## DATA TO EXAMINE

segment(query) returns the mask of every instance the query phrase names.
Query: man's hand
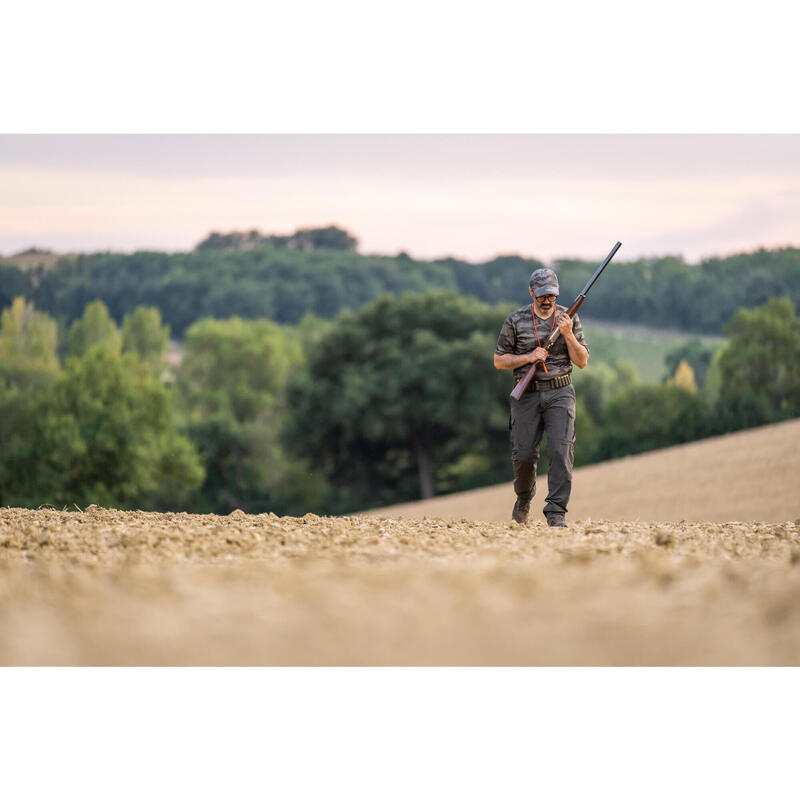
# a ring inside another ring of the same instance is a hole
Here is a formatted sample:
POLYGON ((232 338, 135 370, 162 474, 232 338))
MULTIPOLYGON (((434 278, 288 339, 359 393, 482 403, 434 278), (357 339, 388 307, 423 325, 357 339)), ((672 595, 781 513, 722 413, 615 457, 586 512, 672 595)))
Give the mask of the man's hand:
POLYGON ((495 353, 494 368, 517 369, 518 367, 524 367, 526 364, 533 364, 534 361, 544 361, 548 355, 544 347, 537 347, 535 350, 531 350, 530 353, 495 353))
POLYGON ((532 352, 528 353, 528 363, 533 364, 534 361, 544 361, 550 355, 544 347, 537 347, 532 352))
POLYGON ((558 318, 558 329, 566 339, 572 333, 572 317, 564 313, 558 318))

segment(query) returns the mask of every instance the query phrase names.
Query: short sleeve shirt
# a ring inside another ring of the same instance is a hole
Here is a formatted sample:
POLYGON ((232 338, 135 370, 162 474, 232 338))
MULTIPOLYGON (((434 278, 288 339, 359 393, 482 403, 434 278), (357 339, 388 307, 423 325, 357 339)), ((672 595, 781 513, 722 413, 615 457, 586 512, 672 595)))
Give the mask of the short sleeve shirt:
MULTIPOLYGON (((555 312, 547 319, 534 315, 530 305, 522 306, 522 308, 512 311, 503 323, 494 352, 498 356, 530 353, 531 350, 535 350, 539 346, 539 342, 545 343, 550 331, 553 330, 553 319, 566 310, 566 306, 556 305, 555 312), (533 327, 534 317, 536 319, 535 331, 533 327), (537 332, 539 334, 538 340, 536 339, 537 332)), ((575 334, 575 338, 588 350, 589 345, 586 344, 583 326, 577 314, 572 318, 572 332, 575 334)), ((572 359, 569 357, 567 343, 562 336, 556 339, 550 348, 550 355, 544 363, 547 366, 547 374, 545 375, 544 370, 539 367, 536 371, 537 380, 556 378, 559 375, 569 375, 572 372, 572 359)), ((525 377, 529 369, 530 364, 523 364, 521 367, 517 367, 514 370, 514 379, 518 381, 525 377)))

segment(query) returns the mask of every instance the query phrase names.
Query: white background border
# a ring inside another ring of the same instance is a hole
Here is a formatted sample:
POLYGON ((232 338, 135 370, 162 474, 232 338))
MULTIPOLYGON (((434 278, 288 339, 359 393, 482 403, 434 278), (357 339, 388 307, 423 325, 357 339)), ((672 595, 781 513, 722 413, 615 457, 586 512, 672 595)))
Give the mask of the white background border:
POLYGON ((758 4, 70 3, 4 11, 5 132, 795 133, 758 4))
MULTIPOLYGON (((28 2, 0 131, 796 133, 788 10, 28 2)), ((788 797, 796 675, 5 669, 3 793, 788 797)))
POLYGON ((84 668, 3 678, 2 783, 15 800, 797 795, 790 669, 84 668))

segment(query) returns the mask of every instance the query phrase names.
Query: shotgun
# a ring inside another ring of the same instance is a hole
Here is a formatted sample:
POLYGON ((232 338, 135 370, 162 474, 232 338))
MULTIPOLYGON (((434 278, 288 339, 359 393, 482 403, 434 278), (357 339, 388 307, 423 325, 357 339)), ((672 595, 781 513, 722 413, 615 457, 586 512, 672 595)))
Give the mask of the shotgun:
MULTIPOLYGON (((603 261, 603 263, 597 268, 597 271, 594 273, 594 275, 589 278, 589 282, 583 287, 581 293, 575 298, 575 301, 572 303, 572 305, 564 312, 565 314, 569 314, 571 317, 574 317, 578 313, 581 303, 583 303, 583 301, 586 299, 586 295, 589 294, 589 289, 592 288, 594 282, 600 277, 600 273, 608 266, 609 261, 614 258, 617 250, 619 250, 620 247, 622 247, 622 242, 617 242, 611 248, 611 252, 606 256, 605 261, 603 261)), ((555 310, 553 310, 553 313, 555 314, 555 310)), ((561 315, 559 314, 559 317, 560 316, 561 315)), ((534 320, 534 324, 536 324, 536 320, 534 320)), ((561 331, 556 326, 553 329, 553 332, 547 337, 547 340, 542 347, 544 347, 545 350, 549 350, 553 346, 553 343, 556 341, 556 339, 558 339, 560 334, 561 331)), ((522 378, 522 380, 520 380, 519 383, 514 387, 514 391, 511 392, 511 396, 515 400, 519 400, 525 393, 525 390, 528 388, 528 384, 533 379, 533 373, 536 372, 536 367, 538 367, 541 363, 543 362, 534 361, 531 364, 531 368, 527 371, 527 373, 525 373, 525 377, 522 378)))

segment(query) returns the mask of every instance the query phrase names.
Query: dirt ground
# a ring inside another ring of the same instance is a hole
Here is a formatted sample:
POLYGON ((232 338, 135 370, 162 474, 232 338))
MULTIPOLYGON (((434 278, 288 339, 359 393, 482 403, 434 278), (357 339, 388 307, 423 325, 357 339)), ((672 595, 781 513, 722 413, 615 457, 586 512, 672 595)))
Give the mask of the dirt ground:
MULTIPOLYGON (((547 476, 540 475, 532 514, 541 515, 546 495, 547 476)), ((509 461, 507 484, 369 513, 505 522, 513 505, 509 461)), ((800 419, 576 469, 569 512, 570 520, 796 519, 800 517, 800 419)))
POLYGON ((0 509, 0 663, 800 664, 800 519, 0 509))

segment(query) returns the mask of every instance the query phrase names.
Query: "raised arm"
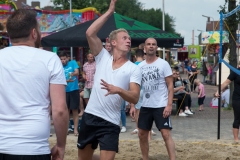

## TASK OBJECTIVE
The task requires the full listing to be given again verbatim, without its pictures.

## SOLVED EXERCISE
segment(query) returns the mask of every instance the query phrase names.
Query: man's hand
# a ring inside another ring of the same instance is a hole
Here is a formatted sample:
POLYGON ((232 338, 135 370, 162 474, 232 338))
MULTIPOLYGON (((434 278, 288 339, 359 393, 482 403, 434 278), (357 339, 388 307, 423 325, 357 339)), ((672 595, 781 513, 722 413, 615 457, 586 512, 672 595)))
Give the mask of the man's hand:
POLYGON ((495 353, 494 368, 517 369, 518 367, 524 367, 526 364, 533 364, 534 361, 544 361, 548 355, 544 347, 537 347, 535 350, 531 350, 530 353, 495 353))
POLYGON ((532 352, 528 353, 528 363, 533 364, 534 361, 544 361, 550 355, 544 347, 537 347, 532 352))
POLYGON ((558 318, 558 329, 566 339, 572 333, 572 317, 564 313, 558 318))

segment(query) returns the mask of every instance the query phrase names.
Query: short sleeve shirt
# a ring inside another ring of the same instance is a hole
Here is a formatted sample:
POLYGON ((232 338, 135 370, 162 474, 232 338))
MULTIPOLYGON (((434 278, 288 339, 359 393, 482 403, 434 278), (357 339, 388 307, 423 325, 357 339)), ((672 595, 781 513, 722 413, 615 457, 586 512, 672 595)))
Give the mask of the short sleeve shirt:
MULTIPOLYGON (((555 312, 547 319, 534 315, 530 305, 522 306, 522 308, 512 311, 503 323, 494 352, 498 356, 530 353, 531 350, 535 350, 539 346, 539 342, 545 343, 550 331, 553 330, 553 319, 566 310, 566 306, 556 305, 555 312), (533 327, 534 317, 536 319, 535 331, 533 327), (537 332, 539 334, 538 340, 536 339, 537 332)), ((575 334, 575 338, 588 350, 589 345, 586 344, 583 326, 577 314, 572 318, 572 332, 575 334)), ((572 359, 569 357, 567 343, 562 336, 556 339, 550 348, 550 355, 544 363, 547 366, 547 374, 545 375, 544 370, 539 367, 536 371, 537 380, 556 378, 559 375, 569 375, 572 372, 572 359)), ((525 377, 529 369, 530 364, 523 364, 521 367, 517 367, 514 370, 514 379, 518 381, 525 377)))

segment(query) returns the mask of every instance the query phrase names.
Query: white background border
# a ring inside another ring of the same instance is a hole
Here is a formatted sample:
POLYGON ((232 338, 135 370, 162 474, 232 338))
MULTIPOLYGON (((434 278, 288 339, 359 393, 482 403, 434 278), (357 339, 388 307, 423 325, 357 339)), ((672 595, 781 513, 722 413, 615 457, 586 512, 672 595)))
Give the mask of the white background border:
POLYGON ((758 4, 70 3, 4 11, 5 132, 795 133, 758 4))
MULTIPOLYGON (((28 2, 0 131, 796 133, 788 10, 28 2)), ((788 797, 796 675, 5 669, 3 793, 788 797)))
POLYGON ((84 668, 3 678, 2 783, 15 800, 797 795, 790 669, 84 668))

segment(query) returns the mask of every instance the query phrase names.
Query: shotgun
# a ring inside another ring of the same instance is a hole
Here is a formatted sample:
POLYGON ((232 338, 135 370, 162 474, 232 338))
MULTIPOLYGON (((434 278, 288 339, 359 393, 482 403, 434 278), (357 339, 388 307, 423 325, 357 339)), ((672 595, 781 513, 722 413, 615 457, 586 512, 672 595)))
Give the mask of the shotgun:
MULTIPOLYGON (((603 261, 603 263, 597 268, 597 271, 594 273, 594 275, 589 278, 589 282, 583 287, 581 293, 575 298, 575 301, 572 303, 572 305, 564 312, 565 314, 569 314, 571 317, 574 317, 578 313, 581 303, 583 303, 583 301, 586 299, 586 295, 589 294, 589 289, 592 288, 594 282, 600 277, 600 273, 608 266, 609 261, 614 258, 617 250, 619 250, 620 247, 622 247, 622 242, 617 242, 611 248, 611 252, 606 256, 605 261, 603 261)), ((555 310, 553 310, 553 313, 555 314, 555 310)), ((561 315, 559 314, 559 317, 560 316, 561 315)), ((534 320, 534 324, 536 324, 536 320, 534 320)), ((561 331, 556 326, 553 329, 553 332, 547 337, 547 340, 542 347, 544 347, 545 350, 549 350, 553 346, 553 343, 556 341, 556 339, 558 339, 560 334, 561 331)), ((522 378, 522 380, 520 380, 519 383, 514 387, 514 391, 511 392, 511 396, 515 400, 519 400, 525 393, 525 390, 528 388, 528 384, 533 379, 533 373, 536 372, 536 367, 538 367, 541 363, 543 362, 534 361, 531 364, 531 368, 527 371, 527 373, 525 373, 525 377, 522 378)))

segment(query) returns the mask of every instance the query phrase names.
Query: dirt ground
# a ring inside another ring of the same instance is a hole
Here is a formatted sample:
POLYGON ((232 338, 135 370, 162 474, 232 338))
MULTIPOLYGON (((434 278, 288 339, 359 393, 482 403, 434 278), (357 339, 388 307, 423 325, 357 339)), ((672 595, 781 513, 722 413, 615 457, 586 512, 672 595)))
Give the mask of the dirt ground:
MULTIPOLYGON (((547 476, 540 475, 532 514, 541 515, 546 495, 547 476)), ((509 461, 507 484, 369 513, 505 522, 513 505, 509 461)), ((800 419, 576 469, 569 512, 570 520, 796 519, 800 517, 800 419)))
POLYGON ((0 509, 0 663, 800 664, 800 519, 0 509))

segment(query) returns the mask of every instance the query phrase names.
Query: "raised arm"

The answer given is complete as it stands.